## Start Source passage

Bearings are an essential part of rotating equipment. The final load, whether it be axial or radial, is finally grounded with the help of bearings. Bearings may be considered analogous to ground connection in the case of electrical circuit. Bearings can be classified depending on various criteria such as the design, loading conditions, arrangements, type of lubrication and so on. Proper selection of the bearing is important, but not as important as proper installation. Following the correct assembly procedure while installing the bearings is paramount to achieving the intended service life of the bearing.
Understanding duplex bearing arrangements during selection as well as assembly is important. Incorrect installation and a failure to understand what the application is could result in problems while running the equipment, such as skidding or overheating.
This article aims to present the underlying concepts and what actually happens when the bearings are preloaded.
Duplex bearings are a set of two bearings that attain greater radial and axial rigidity when arranged on a shaft with the inner and outer rings clamped together with preload. Single-row angular contact ball bearings and tapered roller bearings are generally preloaded axially by mounting them against a second bearing of the same type and size in a back-to-back (load lines diverge) or face-to-face (load lines converge) arrangement.
The bearings are matched pair bearings and the faces of the bearings are precisely machined and grounded to provide preload when installed. As mentioned above, these different types call for the different faces of the bearings to come in contact, causing preload. These arrangements are typically used in connection with angular contact ball bearings and tapered roller bearings. The preloading is achieved either by closing the gap between outer-race faces or inner-race faces, depending on the type of arrangement.
Types of Arrangements
The descriptions for the arrangements include:
- Back-to-back arrangement: Also known as an O arrangement, this is known to give maximum stability and rigidity. In this arrangement, inner ring faces are designed to touch each other to achieve preload, and radial and axial loads in both directions can be taken (see Image 2).
The important thing is to understand why this arrangement gives more rigidity and stability. Looking closely, what actually happens is that outer races are radially and axially restricted completely. So now, the internal clearance of the bearing will be closed when the inner races of the two bearings touch. That is called preloading. When preloading, the inner races of the bearings are being pushed toward one another.
The inner races obviously have a rolling element with a cage above them, and pushing inner races will in turn push these rolling elements in the direction of the force. Now the rolling elements are restricted by the outer races. Hence, the outer race will exert the reaction to the applied load, which will be toward the shaft centerline. Now, as per the contact angle, the reactions from both the bearings will be diverging, with distance L between the two reactions.

## End Source passage
## Start Records provided

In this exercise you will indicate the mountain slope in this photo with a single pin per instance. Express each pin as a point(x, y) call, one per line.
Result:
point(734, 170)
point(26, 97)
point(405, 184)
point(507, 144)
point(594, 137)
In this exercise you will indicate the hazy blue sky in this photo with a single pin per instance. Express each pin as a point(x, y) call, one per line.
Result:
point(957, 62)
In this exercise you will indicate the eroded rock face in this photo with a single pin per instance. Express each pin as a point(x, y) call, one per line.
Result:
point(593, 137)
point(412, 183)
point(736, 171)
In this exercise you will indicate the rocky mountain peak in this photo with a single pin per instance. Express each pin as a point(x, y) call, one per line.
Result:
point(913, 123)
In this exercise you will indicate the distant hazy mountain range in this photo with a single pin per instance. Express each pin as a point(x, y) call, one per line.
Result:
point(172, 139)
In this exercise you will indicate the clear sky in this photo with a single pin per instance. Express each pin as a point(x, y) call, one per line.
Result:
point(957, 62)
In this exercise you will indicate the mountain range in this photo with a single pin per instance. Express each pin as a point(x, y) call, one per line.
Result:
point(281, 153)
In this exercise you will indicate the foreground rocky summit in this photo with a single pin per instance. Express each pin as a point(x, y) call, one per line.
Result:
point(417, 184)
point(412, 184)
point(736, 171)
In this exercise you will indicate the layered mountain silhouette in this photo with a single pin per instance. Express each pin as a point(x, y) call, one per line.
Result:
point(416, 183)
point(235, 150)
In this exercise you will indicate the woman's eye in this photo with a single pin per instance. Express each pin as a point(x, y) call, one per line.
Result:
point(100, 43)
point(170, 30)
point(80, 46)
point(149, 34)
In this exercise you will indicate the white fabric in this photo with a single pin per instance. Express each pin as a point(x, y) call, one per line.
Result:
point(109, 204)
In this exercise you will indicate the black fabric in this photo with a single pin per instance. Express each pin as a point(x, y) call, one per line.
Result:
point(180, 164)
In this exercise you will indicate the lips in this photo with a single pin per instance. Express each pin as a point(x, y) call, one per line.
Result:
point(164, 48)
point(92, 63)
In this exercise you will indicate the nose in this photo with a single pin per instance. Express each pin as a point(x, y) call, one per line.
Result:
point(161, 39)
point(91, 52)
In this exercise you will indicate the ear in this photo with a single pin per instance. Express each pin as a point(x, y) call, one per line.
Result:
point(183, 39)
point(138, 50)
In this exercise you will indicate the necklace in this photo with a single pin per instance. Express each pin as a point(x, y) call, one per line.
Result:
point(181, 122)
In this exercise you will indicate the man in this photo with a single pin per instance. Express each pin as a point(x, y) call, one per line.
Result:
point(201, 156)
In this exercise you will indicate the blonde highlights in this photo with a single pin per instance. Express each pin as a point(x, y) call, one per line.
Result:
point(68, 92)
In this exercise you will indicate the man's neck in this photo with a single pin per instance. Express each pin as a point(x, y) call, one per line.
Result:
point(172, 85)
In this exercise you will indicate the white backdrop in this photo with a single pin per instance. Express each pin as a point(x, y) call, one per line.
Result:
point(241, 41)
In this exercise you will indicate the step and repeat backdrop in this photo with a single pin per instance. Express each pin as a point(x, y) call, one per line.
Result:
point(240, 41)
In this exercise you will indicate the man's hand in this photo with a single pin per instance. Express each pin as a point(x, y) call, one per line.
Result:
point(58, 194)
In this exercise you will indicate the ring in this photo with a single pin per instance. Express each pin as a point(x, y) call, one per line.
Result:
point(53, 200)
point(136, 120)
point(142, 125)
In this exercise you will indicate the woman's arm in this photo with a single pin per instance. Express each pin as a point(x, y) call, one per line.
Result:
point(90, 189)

## End Records provided

■ Objectives
• 1. In the bearings article, what other name is given for the back-to-back arrangement?
• 2. Reproduce the stored records from the line with "In this exercise you will indicate the mountain range" to the line with "point(180, 164)", including both of those lines.

■ Exercise answers
• 1. It is also known as an O arrangement.

• 2.
In this exercise you will indicate the mountain range in this photo with a single pin per instance. Express each pin as a point(x, y) call, one per line.
Result:
point(281, 153)
In this exercise you will indicate the foreground rocky summit in this photo with a single pin per instance. Express each pin as a point(x, y) call, one per line.
Result:
point(417, 184)
point(412, 184)
point(736, 171)
In this exercise you will indicate the layered mountain silhouette in this photo with a single pin per instance. Express each pin as a point(x, y) call, one per line.
Result:
point(416, 183)
point(235, 150)
In this exercise you will indicate the woman's eye in this photo with a single pin per instance. Express each pin as a point(x, y) call, one per line.
Result:
point(100, 43)
point(170, 30)
point(80, 46)
point(149, 34)
In this exercise you will indicate the white fabric in this photo with a single pin per instance. Express each pin as a point(x, y) call, one per line.
Result:
point(109, 204)
In this exercise you will indicate the black fabric in this photo with a single pin per instance. Express each pin as a point(x, y) call, one per line.
Result:
point(180, 164)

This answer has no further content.